__WHAT YOU WILL DO__. Make a verbatim copy of all the records. Skip every image.
---------- THE RECORDS
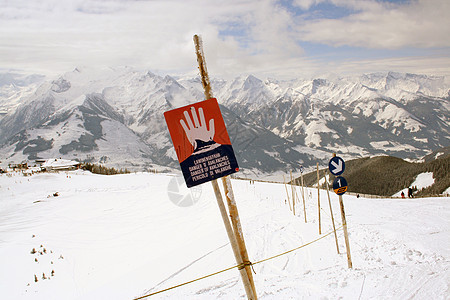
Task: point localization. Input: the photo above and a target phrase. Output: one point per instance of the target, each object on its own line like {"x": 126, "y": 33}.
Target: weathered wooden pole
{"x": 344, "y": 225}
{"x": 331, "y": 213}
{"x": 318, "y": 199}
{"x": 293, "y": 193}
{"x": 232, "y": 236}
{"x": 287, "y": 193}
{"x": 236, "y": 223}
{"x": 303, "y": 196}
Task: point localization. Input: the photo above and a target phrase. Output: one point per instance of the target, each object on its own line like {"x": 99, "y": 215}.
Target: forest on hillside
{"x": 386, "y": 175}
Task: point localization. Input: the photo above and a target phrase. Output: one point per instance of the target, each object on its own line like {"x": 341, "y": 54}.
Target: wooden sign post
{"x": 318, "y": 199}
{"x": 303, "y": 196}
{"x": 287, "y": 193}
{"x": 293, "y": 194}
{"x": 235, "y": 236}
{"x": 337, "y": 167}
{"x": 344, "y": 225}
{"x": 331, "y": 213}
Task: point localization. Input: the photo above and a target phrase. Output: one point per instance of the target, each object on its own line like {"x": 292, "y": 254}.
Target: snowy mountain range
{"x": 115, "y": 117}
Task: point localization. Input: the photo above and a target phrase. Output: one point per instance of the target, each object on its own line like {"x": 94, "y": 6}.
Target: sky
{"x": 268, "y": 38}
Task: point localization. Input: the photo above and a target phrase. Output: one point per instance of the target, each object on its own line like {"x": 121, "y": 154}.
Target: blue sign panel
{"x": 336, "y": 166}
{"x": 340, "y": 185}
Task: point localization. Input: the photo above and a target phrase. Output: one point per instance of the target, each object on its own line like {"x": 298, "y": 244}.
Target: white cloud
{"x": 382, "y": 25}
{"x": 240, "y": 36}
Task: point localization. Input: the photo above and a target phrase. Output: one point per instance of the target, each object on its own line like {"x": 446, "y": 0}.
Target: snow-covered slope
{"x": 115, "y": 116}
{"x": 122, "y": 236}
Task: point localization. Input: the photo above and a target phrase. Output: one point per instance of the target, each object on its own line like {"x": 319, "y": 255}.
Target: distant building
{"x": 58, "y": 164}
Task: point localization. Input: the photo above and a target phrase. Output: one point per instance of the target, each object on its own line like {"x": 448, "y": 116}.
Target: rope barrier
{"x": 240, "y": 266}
--------------------
__OUTPUT BELOW__.
Task: point localization. Input: the photo above and a target phrase. Output: one point per instance of the target, each object on its own line like {"x": 126, "y": 33}.
Target: weathered wooden pole
{"x": 344, "y": 225}
{"x": 331, "y": 213}
{"x": 318, "y": 199}
{"x": 293, "y": 193}
{"x": 232, "y": 236}
{"x": 287, "y": 193}
{"x": 236, "y": 223}
{"x": 303, "y": 196}
Task: point localization. Input: the photo above and a target phrase. Output: one point per instance of the target, each object on its own line like {"x": 99, "y": 215}.
Target: forest on hillside
{"x": 386, "y": 175}
Task: point localization. Input: the photo above and a target phrase. Output: one point per instance of the target, each object on its own line like {"x": 341, "y": 54}.
Target: wooden sign post
{"x": 318, "y": 199}
{"x": 303, "y": 196}
{"x": 287, "y": 193}
{"x": 293, "y": 194}
{"x": 235, "y": 236}
{"x": 337, "y": 167}
{"x": 344, "y": 225}
{"x": 331, "y": 213}
Task: point localization. Input: the photo above and a target phrase. Output: one point per instance of the target, each object on its own line like {"x": 292, "y": 254}.
Target: snowy mountain range
{"x": 115, "y": 117}
Task: point localization. Input: the photo above and a target phrase. Output: one point per instance of the target, each object on its own line like {"x": 94, "y": 6}.
Target: sky
{"x": 268, "y": 38}
Task: point localization. Input: the photo above and a target phrase. Output: one point per instance of the target, each object on its own line like {"x": 121, "y": 154}.
Target: blue sign panel
{"x": 336, "y": 166}
{"x": 340, "y": 185}
Task: point localization. Input: the photo above and a target phrase. Output: one point per instance of the target, each object on its own line like {"x": 298, "y": 244}.
Target: white cloud
{"x": 382, "y": 25}
{"x": 240, "y": 36}
Task: point localization. Input: the photo above and a target phrase. Output: one point per instance of the target, each object on its own line like {"x": 446, "y": 0}.
Target: snow-covered slope
{"x": 115, "y": 116}
{"x": 122, "y": 236}
Task: point localization. Input: the photo above and a target phrase. Output: one point per instance of the target, each object on its own line like {"x": 319, "y": 255}.
Target: distant building
{"x": 58, "y": 164}
Task: point localization. Input: the photo above and a target phrase. Output: one point per instance of the target, each object on its own line like {"x": 448, "y": 116}.
Target: rope barrier
{"x": 240, "y": 266}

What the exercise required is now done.